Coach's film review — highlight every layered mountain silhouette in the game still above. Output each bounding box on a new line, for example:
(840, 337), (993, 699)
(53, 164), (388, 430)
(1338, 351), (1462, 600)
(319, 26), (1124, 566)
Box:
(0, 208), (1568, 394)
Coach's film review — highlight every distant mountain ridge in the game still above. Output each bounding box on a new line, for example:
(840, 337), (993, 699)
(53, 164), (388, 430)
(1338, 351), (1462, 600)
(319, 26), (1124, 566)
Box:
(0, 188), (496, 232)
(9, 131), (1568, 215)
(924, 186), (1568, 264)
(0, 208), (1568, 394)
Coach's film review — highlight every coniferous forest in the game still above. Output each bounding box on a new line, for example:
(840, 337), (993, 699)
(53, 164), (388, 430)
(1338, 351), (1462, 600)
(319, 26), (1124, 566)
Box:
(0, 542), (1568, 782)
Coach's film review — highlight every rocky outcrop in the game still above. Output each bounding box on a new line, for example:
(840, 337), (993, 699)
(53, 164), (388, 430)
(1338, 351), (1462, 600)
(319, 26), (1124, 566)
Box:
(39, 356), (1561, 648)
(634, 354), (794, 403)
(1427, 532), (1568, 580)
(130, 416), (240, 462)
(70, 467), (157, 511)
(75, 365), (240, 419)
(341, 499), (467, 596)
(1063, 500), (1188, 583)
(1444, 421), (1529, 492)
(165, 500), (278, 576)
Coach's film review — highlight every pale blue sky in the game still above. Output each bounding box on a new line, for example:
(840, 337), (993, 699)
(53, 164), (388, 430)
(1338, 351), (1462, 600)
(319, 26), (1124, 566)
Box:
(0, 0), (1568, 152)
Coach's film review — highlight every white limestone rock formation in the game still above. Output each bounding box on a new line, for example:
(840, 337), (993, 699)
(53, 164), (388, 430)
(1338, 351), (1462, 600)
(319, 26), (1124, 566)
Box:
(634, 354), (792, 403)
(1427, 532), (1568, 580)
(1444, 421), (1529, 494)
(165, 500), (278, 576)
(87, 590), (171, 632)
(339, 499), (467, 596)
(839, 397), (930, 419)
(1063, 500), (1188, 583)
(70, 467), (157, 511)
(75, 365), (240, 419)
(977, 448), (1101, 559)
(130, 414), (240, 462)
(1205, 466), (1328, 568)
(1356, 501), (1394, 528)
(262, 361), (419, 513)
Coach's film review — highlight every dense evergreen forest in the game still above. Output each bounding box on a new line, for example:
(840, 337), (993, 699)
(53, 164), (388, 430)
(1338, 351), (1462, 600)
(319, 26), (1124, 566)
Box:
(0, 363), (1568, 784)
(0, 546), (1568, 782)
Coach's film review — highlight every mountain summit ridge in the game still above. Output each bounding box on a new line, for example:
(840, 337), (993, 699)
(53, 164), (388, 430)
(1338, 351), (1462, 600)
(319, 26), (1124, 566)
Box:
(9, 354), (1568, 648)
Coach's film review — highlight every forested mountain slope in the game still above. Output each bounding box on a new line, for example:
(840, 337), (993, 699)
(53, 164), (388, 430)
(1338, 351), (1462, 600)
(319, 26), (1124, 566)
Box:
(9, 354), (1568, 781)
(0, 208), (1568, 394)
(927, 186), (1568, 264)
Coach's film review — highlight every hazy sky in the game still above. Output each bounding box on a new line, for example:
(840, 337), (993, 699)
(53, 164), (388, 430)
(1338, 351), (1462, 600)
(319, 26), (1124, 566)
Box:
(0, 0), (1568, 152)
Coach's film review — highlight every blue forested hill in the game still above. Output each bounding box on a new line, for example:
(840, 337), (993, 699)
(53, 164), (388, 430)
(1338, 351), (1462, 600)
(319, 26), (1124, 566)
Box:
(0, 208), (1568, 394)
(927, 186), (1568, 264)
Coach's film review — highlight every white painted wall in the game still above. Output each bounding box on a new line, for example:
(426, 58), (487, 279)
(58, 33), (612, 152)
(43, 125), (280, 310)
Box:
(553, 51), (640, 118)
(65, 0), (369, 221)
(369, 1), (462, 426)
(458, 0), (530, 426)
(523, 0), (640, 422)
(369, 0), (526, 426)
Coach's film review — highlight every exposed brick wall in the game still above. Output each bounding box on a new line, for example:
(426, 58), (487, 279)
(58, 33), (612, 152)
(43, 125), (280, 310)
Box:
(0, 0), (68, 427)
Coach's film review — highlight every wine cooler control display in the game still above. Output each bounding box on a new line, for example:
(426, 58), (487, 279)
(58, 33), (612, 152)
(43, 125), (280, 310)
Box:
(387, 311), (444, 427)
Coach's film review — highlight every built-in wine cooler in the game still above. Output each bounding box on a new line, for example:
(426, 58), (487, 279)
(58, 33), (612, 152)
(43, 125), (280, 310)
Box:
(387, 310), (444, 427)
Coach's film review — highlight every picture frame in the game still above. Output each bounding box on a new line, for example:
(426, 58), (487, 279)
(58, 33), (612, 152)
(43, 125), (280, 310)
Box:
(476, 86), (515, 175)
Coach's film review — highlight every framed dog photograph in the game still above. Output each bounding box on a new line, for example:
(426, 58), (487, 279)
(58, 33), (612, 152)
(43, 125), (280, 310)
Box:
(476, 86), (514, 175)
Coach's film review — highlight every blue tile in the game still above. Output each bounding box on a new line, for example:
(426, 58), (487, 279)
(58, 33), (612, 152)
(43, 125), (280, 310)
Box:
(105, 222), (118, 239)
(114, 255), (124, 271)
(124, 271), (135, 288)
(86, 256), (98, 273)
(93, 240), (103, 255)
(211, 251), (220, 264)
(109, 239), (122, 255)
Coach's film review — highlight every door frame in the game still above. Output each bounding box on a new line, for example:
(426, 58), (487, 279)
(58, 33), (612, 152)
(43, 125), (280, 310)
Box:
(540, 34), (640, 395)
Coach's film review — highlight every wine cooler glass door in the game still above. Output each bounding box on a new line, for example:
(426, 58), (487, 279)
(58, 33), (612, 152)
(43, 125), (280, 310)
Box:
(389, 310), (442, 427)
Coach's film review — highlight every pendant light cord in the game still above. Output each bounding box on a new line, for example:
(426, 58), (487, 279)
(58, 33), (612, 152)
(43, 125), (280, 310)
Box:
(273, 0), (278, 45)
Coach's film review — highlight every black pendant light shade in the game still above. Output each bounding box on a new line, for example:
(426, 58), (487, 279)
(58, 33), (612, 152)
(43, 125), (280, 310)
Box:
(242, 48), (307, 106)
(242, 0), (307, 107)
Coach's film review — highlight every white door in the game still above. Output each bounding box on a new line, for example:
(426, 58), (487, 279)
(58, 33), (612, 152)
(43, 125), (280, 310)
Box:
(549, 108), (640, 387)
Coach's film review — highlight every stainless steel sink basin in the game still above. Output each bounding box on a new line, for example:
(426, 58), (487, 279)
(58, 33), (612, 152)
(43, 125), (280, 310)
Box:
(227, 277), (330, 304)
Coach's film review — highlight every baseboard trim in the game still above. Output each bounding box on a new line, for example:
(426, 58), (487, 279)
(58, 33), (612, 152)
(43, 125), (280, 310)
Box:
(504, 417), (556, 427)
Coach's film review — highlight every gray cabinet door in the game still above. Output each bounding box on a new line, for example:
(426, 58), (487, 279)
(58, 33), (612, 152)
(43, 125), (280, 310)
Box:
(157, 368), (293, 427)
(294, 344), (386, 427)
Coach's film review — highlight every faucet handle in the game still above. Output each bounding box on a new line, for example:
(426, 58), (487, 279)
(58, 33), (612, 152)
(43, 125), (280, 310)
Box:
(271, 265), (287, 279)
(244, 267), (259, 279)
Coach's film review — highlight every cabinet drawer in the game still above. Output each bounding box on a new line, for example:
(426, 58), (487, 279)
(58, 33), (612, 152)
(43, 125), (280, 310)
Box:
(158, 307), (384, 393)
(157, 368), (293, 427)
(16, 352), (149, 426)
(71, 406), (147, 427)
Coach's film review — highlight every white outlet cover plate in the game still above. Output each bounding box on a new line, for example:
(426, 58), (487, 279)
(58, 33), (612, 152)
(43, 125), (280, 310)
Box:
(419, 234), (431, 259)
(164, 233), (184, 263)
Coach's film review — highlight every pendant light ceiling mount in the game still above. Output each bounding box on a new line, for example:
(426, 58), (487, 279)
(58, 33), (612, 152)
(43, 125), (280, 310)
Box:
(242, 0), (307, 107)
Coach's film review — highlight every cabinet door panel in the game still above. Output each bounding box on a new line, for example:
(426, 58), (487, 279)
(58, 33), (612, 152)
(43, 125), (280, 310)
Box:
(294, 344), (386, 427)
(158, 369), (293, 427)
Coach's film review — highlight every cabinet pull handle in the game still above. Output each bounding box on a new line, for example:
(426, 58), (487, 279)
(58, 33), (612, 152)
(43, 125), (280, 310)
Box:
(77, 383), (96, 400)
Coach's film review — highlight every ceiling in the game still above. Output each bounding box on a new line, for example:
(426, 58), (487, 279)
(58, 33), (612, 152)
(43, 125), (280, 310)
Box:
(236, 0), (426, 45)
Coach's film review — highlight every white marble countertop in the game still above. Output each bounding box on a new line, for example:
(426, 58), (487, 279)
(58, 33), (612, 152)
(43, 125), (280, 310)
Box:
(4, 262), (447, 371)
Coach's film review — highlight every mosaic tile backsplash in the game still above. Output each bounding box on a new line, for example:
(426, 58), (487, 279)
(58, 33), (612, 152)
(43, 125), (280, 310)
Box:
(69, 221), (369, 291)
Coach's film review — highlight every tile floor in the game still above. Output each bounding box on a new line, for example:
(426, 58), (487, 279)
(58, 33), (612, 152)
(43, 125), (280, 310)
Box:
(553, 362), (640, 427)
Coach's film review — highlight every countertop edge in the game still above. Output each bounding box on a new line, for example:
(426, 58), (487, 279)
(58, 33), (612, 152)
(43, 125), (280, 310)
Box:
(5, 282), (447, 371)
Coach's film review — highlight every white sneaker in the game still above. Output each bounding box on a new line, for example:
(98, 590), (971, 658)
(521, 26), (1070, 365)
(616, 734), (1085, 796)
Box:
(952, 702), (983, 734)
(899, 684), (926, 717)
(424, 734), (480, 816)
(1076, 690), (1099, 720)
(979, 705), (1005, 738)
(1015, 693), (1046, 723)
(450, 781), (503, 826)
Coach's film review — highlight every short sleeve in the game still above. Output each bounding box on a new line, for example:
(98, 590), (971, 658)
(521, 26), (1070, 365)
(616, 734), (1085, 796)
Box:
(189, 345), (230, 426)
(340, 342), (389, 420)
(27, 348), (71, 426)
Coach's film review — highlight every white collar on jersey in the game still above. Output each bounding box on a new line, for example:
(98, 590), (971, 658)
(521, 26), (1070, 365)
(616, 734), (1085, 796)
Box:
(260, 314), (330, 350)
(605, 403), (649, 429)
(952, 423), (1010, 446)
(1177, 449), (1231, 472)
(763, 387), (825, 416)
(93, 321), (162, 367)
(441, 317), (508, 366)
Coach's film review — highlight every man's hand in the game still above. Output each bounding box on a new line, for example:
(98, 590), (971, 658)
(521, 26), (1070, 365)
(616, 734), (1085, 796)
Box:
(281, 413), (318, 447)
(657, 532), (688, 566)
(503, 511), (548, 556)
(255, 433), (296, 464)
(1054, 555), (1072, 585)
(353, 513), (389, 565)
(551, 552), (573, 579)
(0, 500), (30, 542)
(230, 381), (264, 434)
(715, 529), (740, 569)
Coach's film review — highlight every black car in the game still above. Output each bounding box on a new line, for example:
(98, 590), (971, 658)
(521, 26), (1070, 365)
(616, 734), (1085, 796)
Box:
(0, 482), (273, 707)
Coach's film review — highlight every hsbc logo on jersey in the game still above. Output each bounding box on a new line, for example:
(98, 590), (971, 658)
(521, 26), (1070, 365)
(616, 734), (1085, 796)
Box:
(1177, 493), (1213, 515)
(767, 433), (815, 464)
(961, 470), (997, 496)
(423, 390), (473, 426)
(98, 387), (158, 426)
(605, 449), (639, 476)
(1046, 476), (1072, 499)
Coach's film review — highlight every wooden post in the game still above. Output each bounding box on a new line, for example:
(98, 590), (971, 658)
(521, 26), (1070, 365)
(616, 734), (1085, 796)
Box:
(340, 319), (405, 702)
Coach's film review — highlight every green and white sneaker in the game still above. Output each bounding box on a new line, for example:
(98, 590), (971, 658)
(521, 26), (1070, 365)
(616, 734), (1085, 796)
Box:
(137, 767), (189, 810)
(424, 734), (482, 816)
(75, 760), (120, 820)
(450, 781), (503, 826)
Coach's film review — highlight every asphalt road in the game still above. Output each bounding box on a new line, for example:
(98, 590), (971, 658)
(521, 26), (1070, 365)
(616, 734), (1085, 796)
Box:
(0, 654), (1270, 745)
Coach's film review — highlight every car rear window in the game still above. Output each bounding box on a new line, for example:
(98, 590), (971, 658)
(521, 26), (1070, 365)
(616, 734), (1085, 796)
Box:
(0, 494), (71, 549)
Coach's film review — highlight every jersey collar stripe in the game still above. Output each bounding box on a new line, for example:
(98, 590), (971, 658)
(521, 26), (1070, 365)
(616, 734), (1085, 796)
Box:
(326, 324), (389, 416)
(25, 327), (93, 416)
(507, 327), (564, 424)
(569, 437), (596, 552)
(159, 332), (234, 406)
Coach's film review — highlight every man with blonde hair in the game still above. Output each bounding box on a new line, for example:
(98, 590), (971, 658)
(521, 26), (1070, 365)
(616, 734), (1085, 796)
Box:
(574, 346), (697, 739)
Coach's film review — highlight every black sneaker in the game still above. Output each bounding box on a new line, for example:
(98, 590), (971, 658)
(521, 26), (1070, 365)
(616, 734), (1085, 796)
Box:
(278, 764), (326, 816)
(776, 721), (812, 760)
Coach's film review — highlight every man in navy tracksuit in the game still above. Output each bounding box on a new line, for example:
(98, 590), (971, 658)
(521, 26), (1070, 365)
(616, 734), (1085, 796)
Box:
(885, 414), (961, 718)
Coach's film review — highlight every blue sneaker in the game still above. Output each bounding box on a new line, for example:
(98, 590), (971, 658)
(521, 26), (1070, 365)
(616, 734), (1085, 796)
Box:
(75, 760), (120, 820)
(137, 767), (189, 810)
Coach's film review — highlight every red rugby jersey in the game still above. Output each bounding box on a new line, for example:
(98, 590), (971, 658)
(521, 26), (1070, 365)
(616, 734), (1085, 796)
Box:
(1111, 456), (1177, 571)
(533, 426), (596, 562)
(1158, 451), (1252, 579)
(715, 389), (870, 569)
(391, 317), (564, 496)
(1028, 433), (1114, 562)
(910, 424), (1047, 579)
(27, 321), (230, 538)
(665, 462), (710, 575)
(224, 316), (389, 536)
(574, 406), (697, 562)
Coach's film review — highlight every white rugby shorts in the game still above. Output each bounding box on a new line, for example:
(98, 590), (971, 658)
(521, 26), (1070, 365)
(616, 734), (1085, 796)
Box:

====

Copy out the listing from the line containing "Coach's film review — highlight every white rugby" through the end of the listing, renaming "shorts" as "socks" and leaving everything else unchanged.

Written response:
Coach's film review — highlight every white rugby socks in the game still above. Output each bounding box on a new line, for example:
(98, 590), (971, 658)
(521, 26), (1070, 365)
(616, 734), (1085, 796)
Box:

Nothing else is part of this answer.